**What to do:** Write out the full listing again, exactly as it stands.
----- Records for the task
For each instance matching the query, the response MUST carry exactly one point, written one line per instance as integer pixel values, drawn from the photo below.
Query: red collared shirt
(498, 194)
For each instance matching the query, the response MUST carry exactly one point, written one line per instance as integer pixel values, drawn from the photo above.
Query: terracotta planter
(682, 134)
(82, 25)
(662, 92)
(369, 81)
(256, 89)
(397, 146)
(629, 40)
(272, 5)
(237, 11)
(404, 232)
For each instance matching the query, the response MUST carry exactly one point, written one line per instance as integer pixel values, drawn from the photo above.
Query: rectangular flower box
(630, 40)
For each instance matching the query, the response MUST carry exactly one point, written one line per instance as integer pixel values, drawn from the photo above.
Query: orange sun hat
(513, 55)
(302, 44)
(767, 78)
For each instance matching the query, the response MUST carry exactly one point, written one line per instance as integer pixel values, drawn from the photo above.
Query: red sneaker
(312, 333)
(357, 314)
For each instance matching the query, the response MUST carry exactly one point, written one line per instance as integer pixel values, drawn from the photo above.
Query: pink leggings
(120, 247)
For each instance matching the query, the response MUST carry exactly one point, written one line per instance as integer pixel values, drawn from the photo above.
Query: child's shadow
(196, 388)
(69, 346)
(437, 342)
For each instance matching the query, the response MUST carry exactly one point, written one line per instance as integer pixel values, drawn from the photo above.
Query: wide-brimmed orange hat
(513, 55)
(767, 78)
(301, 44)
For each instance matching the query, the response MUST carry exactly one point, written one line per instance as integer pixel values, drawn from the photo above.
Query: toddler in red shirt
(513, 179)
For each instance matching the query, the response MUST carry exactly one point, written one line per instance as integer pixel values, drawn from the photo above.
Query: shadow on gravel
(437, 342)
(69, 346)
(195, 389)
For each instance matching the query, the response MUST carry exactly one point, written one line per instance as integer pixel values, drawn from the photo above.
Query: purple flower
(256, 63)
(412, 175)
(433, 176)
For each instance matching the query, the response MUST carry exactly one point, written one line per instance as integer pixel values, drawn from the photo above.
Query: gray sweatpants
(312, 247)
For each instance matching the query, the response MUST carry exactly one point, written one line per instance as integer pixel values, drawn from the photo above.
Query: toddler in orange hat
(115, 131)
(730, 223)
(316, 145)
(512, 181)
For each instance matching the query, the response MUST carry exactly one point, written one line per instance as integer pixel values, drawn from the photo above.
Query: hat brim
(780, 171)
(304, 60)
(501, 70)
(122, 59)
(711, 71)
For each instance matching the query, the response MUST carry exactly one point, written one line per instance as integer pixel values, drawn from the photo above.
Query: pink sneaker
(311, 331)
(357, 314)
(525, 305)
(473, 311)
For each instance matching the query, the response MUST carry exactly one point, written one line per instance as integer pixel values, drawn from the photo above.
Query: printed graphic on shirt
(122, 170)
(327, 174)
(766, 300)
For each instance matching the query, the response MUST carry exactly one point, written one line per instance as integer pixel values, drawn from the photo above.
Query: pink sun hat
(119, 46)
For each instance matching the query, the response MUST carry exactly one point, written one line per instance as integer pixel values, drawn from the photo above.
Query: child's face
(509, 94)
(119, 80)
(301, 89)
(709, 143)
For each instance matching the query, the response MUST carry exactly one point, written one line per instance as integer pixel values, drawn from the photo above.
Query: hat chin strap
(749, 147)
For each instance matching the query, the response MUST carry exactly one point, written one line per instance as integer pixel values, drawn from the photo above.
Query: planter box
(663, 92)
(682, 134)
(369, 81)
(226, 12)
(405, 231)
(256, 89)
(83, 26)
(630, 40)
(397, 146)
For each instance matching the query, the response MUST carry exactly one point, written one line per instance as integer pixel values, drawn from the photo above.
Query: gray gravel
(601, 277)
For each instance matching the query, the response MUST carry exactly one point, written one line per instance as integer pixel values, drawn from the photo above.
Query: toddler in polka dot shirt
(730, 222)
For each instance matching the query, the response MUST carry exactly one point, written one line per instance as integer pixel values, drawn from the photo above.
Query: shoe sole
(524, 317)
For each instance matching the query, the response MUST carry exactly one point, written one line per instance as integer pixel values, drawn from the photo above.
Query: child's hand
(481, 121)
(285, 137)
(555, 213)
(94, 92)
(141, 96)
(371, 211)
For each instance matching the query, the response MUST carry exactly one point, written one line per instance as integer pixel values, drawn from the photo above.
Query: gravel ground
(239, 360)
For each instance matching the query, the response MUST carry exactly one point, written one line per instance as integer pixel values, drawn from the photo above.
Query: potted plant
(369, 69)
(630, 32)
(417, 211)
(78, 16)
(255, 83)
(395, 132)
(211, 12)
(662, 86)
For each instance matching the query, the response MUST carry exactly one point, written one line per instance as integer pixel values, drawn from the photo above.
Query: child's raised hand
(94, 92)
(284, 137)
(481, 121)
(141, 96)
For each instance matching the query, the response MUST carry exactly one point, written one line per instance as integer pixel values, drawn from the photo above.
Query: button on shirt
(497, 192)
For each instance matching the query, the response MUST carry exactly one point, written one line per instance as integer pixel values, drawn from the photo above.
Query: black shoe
----------
**Correct result:**
For each instance matching the query, the response MUST carry exactly one point, written one line per instance as integer pixel values, drawn from the photo below.
Query: red collared shirt
(498, 194)
For each instance matching the query, the response MUST carry exactly one point, written one line per instance as integer pixel values, drawn from the photo above.
Query: terracotta planter
(682, 134)
(82, 25)
(662, 92)
(369, 81)
(256, 89)
(397, 146)
(629, 40)
(272, 5)
(237, 11)
(404, 232)
For each instance matching the query, the response MUST carry exactly one point, written one line per instance as integer pixel values, drawn from the photo above.
Query: rectangular flower box
(630, 40)
For each instance matching the query, the response MUST carry exactly one point, written one line per instance as integer pixel values, drawn from the photo above.
Query: orange sun hat
(513, 55)
(302, 44)
(767, 78)
For each instance matching the query, the response MUST carry exactly one point, written one line per instance as integer pixel values, drawn from the photo above.
Query: red sneaker
(312, 333)
(357, 314)
For each instance matching the query, the response MUST carry exactly one point, written one line per instance as integer pixel values, drawn from the photo above.
Query: pink leggings
(120, 247)
For each instance matching the query, the response MUST carry exactly one point, written one line per instance as integer pixel values, drawn from the photo above.
Query: child's shadow
(196, 388)
(69, 346)
(437, 342)
For each instance matching the query, the response MUST carry exactly one point, written one line per instance as integer pixel values, drawn from the photo above.
Query: wide-brimmed orange hat
(513, 55)
(767, 78)
(301, 44)
For each instance matching the query, the response MUST carry exactly one point, written one line per instance as integer pixel values, drawn from the photo above.
Query: toddler in red shirt
(513, 179)
For each instance matching the query, the response MUST carry exactly one point, written one line per instance as integer pixel values, drawn from the photo above.
Query: shadow on gravel
(437, 342)
(69, 346)
(195, 389)
For each instance matching the query, the response MUST carry exactly one point, written one line per instance as integer pixel values, drawn from the photo above.
Query: purple flower
(256, 63)
(412, 175)
(433, 176)
For each instance matching the query, the response MUST carry exactly one point, written one line per instance as integer pixel values, drawn from the photo above.
Query: gray sweatpants
(312, 247)
For each instance matching the query, the response MUST carry exactly one point, written one line per instance as integer pixel values, drawn from the photo above.
Query: toddler in orange hat
(115, 131)
(730, 223)
(316, 145)
(512, 181)
For each instance matching the query, the response MUST carry exactly one point, written one line per instance as integer pixel values, drawn from the photo above.
Query: hat brim
(780, 171)
(304, 60)
(501, 70)
(122, 59)
(711, 71)
For each instance matching the query, the response MUST carry exactly one point, written one line per instance as integer pixel values, drawn from the photo above.
Query: pink sneaker
(311, 331)
(357, 314)
(525, 305)
(473, 311)
For each instance matching the query, the response MUST carry exactly one point, written one line per instance as integer pixel values, drawn from the photo above.
Query: printed graphic on shirt
(122, 170)
(327, 174)
(766, 300)
For each instance matching the query, the response MUST carry exactly one point, written one line per instance as integer pixel values, drawn from the photo above.
Query: pink sun hat
(119, 46)
For each instance matching the query, the response MUST carry exactly one point, written one line per instance as integer pixel values, drawn from the photo above.
Query: child's face
(509, 94)
(119, 80)
(301, 89)
(709, 143)
For each instance matching the query, the response MUST carry exactly one point, written one line per instance as integer pixel values, drawn from the photo above.
Query: hat chin strap
(749, 147)
For each instance matching the query, the response MUST carry exactly one point, written one line per instance as integer pixel values, drawn from the photo above.
Query: planter box
(663, 92)
(682, 134)
(369, 81)
(226, 12)
(405, 231)
(256, 89)
(83, 26)
(630, 40)
(397, 146)
For each instance matching the query, the response MUST carry exactly one point, written one line per instance as integer pixel values, drawn from the photo above.
Query: gray gravel
(601, 277)
For each instance matching the query, the response MUST carry exactly one point, written one line per instance as integer pixel values, drawn from the photo above.
Query: toddler in polka dot shirt
(730, 222)
For each instance matching the query, the response MUST carry exactly one point, written one line per instance as integer pixel values, drawn from the photo above.
Query: shoe sole
(524, 317)
For each instance matching the query, the response MUST carry exactly one point, written one line per instance as integer pixel values, drawn from the photo above.
Query: child's hand
(481, 121)
(285, 137)
(555, 213)
(94, 92)
(141, 96)
(371, 211)
For each instance matching the query, the response MUST carry exactly one point, written one line per instance as integer pixel values, drawn from the photo above.
Query: gravel ground
(239, 360)
For each instance matching the query, the response MUST carry exactly one point, written one line per instance as integer pixel values, drawn from the photo above.
Query: potted plant
(369, 69)
(630, 32)
(417, 211)
(78, 16)
(255, 83)
(395, 132)
(211, 12)
(662, 86)
For each instance matching the query, the response MUST carry exactly one point, written one line per instance as integer pixel values, drawn from the photo above.
Query: child's raised hand
(94, 92)
(284, 137)
(481, 121)
(141, 96)
For each instance matching the query, the response MUST carry exactly one point, written one line per instance as integer pixel values, drawn from the photo above.
Query: button on shirt
(497, 192)
For each instance matching the query, the response MUST carry exactly one point, written one line per instance as integer pixel values, drawn from the photo above.
Query: black shoe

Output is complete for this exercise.